International Exchange by means of art as a simple and effective way of promoting international relations

by

André Marhaun

 

As the local Coordinator for International Relations in Moriya machi, I have conducted some interviews with the present artists in residence within the ARCUS project who live and work in Moriya. The „artist - in - residence“ - programme is the core of the project, which enables Japanese and foreign young artists to live and work from September to February in Moriya machi in Ibaraki Prefecture, to develop new works and to encounter with other artists and communities. The local residents can experience the process and the ideas of art and can enter into a cultural exchange with the artists. Thus, eventually a singular and attractive community will be promoted.

 

I have been asked to send some interviews with the local artists in residence, coming from the United States, Taiwan, Thailand, Indonesia, France and Japan to the Ibaraki Newsletter. However, since they have been really extensive, and I just could not decide to elect one and skip the others, I would like to tell a bit about my views on art as a means of furthering international relations instead, using examples from the artwork of the artists presently working in Moriya.

Detection examples
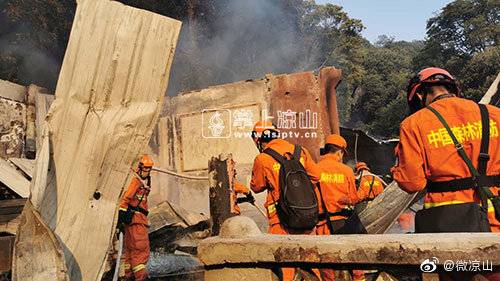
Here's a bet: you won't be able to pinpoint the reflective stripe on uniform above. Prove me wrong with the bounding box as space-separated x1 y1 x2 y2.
267 204 276 215
424 199 495 212
132 263 146 272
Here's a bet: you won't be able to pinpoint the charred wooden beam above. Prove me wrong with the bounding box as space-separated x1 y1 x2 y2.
208 154 234 235
198 228 500 270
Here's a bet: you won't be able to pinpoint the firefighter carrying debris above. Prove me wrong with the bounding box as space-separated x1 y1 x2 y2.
316 134 366 281
250 121 320 281
118 155 154 281
392 67 500 280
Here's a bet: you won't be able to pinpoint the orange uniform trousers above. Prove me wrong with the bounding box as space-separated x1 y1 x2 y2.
124 223 149 281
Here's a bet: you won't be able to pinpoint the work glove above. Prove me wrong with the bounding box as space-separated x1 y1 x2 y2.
247 192 255 205
118 210 128 225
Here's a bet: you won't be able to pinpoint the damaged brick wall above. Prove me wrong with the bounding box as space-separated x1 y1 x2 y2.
150 67 341 222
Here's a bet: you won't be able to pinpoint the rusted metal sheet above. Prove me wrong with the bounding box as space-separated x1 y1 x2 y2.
319 67 342 134
267 68 340 160
0 98 26 159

● **Exercise task**
In the text on art and international exchange, during which months do the ARCUS artists live and work in Moriya machi? These records were taken from a separate source and aren't part of the text on art and international exchange.

● **Output**
From September to February.